Record extracts.
┌────────
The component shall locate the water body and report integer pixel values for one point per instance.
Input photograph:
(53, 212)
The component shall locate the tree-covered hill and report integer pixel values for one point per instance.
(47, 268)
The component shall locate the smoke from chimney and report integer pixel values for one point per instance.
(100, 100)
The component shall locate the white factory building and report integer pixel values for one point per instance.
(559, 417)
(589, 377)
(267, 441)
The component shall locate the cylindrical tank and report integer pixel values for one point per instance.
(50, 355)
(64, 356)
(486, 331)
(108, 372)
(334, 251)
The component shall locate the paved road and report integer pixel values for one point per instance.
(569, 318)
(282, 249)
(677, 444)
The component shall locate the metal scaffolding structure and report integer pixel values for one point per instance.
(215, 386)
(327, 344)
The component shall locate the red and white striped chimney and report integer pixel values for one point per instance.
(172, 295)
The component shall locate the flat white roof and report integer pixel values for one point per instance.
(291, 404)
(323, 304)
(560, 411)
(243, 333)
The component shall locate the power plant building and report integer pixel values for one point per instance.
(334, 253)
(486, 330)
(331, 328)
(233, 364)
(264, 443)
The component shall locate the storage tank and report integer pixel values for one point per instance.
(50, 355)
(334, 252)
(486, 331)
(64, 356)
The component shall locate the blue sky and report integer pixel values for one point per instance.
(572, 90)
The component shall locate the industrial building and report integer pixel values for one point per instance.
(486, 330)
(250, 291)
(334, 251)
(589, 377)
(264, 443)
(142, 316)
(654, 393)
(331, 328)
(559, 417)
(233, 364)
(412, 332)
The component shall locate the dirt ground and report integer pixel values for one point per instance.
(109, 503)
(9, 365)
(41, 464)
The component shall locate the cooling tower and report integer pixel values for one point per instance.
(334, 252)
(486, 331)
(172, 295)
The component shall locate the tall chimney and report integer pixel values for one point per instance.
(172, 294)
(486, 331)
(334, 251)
└────────
An exact copy of the lines from the one with "The component shall locate the tall" through the final line of the entries is the whole answer.

The component shall locate the tall chimney and report integer pixel values for one point per instance.
(172, 294)
(486, 331)
(334, 251)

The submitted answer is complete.